___ Document extract ___

# Storm Doors



## jatoxico (Oct 23, 2015)

I just finished repairing a pre-hung exterior door whose jambs were rotting at the sill. All painted up and re-caulked but I need to protect the door with a storm door.

The surrounding area doesn't drain or dry out all that well so the door needs to be good and weather proof. Looked at Emco from HD and Larson from Lowes. The Emco has lousy reviews mostly due to swelling from water infiltration leading to corrossion and failure. The Larson's get better reviews but all short term and not very many.

Can anyone recommend a quality door? Is the Larson line any good?


----------



## semipro (Oct 23, 2015)

You're talking aluminum doors or wood?  I'm confused by the "swelling" associated with corrosion.  What is swelling?
I have used Emco and Andersen, both from HD, with good results, and Larson some years ago, all aluminum.  We've had up to 5 on our houses over the last 20 years.   I suspect that Emco actually builds the Andersen units but you can see upgrades in quality in the more expensive Andersen's.  I would say, in general, you get what you pay for.  The more expensive units are less prone to sagging and usually come with better hardware.

The latest on we bought had a roll up screen that is quite nice, especially if you have dogs.  We've always have problems with the full screens and rarely switch out the screens for the full glass.


----------



## jatoxico (Oct 23, 2015)

semipro said:


> I'm confused by the "swelling" associated with corrosion. What is swelling?



Apparently the core gets wet and swells. Once its wet the cladding rots. I've seen it on some doors just don't know which one.


----------



## semipro (Oct 23, 2015)

jatoxico said:


> Apparently the core gets wet and swells. Once its wet the cladding rots. I've seen it on some doors just don't know which one.


I was under the impression all our storm doors were constructed of hollow extruded aluminum.  I don't believe they're clad.


----------



## jatoxico (Oct 23, 2015)

This is one picture from the HD web site reviews of the Emco. Many more.


----------



## billb3 (Oct 24, 2015)

semipro said:


> I was under the impression all our storm doors were constructed of hollow extruded aluminum.  I don't believe they're clad.


From the product overview:
" Aluminum clad with a solid wood core for durability and low maintenance  "

We have the Larsens from Lowes with the self storing windows and they've been alright.
Only complaint is the lock-the-door-open device on the bottom door closer piston falls apart if you use it a lot.


----------



## jatoxico (Oct 24, 2015)

billb3 said:


> Only complaint is the lock-the-door-open device on the bottom door closer piston falls apart if you use it a lot


Hmm this my get the firewood into the house door. I would have to use the piston lock often enough. Does seem the Larsen doors get better reviews than the Emco doors.


----------



## velvetfoot (Oct 24, 2015)

We have the style where the glass or screen is locked in place with plastic strips.  They are a pain.


----------



## semipro (Oct 24, 2015)

After reviewing the specs on HD for both Emco and Andersen it appears that the door construction (extruded aluminum versus aluminum clad wood) depends on the type of door.  We usually buy the full view doors and they don't seem to be constructed of wood. 

The latest Andersen we bought, with self storing screen, also does not seem to contain any wood.
http://www.homedepot.com/p/Andersen...g-Easy-Install-Storm-Door-H3SER36WH/202985075

Edit: maybe you should just avoid the clad doors.


----------



## velvetfoot (Oct 24, 2015)

___

**Objectives:**
a) Answer these questions from the storm door thread:
(i) According to semipro, how many storm doors have they had on their houses over the last 20 years?
(ii) What is billb3's only complaint about the Larsens from Lowes?
(iii) In velvetfoot's style of door, what holds the glass or screen in place?
b) Retype everything in the storm door thread from "The latest Andersen" down to "the clad doors.".
The entries aren't needed for any of this.

___ Data ___

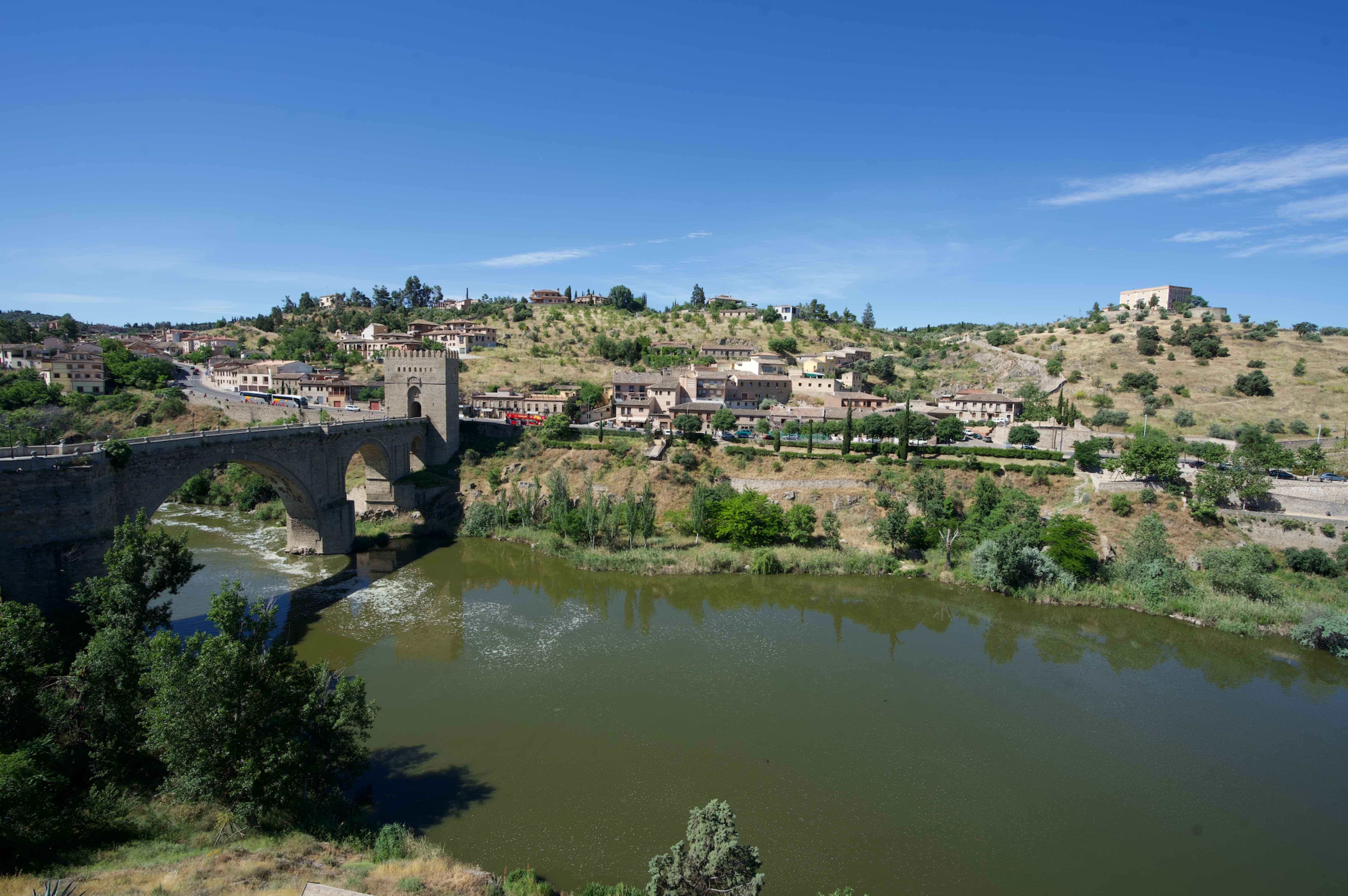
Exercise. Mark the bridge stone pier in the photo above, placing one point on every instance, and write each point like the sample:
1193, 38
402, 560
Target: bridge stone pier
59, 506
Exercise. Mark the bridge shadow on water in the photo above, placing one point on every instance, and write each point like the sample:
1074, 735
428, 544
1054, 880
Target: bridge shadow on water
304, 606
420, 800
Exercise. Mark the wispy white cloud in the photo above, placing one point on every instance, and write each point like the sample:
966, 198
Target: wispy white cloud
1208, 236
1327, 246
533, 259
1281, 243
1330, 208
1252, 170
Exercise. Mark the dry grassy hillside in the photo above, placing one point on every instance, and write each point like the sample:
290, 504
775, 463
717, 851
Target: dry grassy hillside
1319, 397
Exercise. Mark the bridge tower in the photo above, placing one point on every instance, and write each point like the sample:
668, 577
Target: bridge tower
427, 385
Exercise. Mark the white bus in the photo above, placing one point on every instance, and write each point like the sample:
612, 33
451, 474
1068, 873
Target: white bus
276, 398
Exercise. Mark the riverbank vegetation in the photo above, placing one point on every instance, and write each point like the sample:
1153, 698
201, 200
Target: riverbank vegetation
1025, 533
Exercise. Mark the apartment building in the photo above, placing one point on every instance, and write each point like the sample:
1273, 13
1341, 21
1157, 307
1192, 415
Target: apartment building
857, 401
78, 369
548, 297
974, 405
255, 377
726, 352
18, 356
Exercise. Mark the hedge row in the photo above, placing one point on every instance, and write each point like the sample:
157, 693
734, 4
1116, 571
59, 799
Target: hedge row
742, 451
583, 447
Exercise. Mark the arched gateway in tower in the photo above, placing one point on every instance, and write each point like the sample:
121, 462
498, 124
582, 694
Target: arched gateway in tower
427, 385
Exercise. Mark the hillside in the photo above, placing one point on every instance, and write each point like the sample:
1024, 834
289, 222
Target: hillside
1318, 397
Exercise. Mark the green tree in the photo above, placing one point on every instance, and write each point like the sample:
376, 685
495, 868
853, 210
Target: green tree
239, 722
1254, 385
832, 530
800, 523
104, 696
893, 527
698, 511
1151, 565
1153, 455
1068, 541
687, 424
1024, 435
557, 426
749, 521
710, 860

___

**Solutions to each task:**
a)
(i) Up to 5.
(ii) The lock-the-door-open device on the bottom door closer piston falls apart if used a lot.
(iii) Plastic strips.

b)
The latest Andersen we bought, with self storing screen, also does not seem to contain any wood.
http://www.homedepot.com/p/Andersen...g-Easy-Install-Storm-Door-H3SER36WH/202985075

Edit: maybe you should just avoid the clad doors.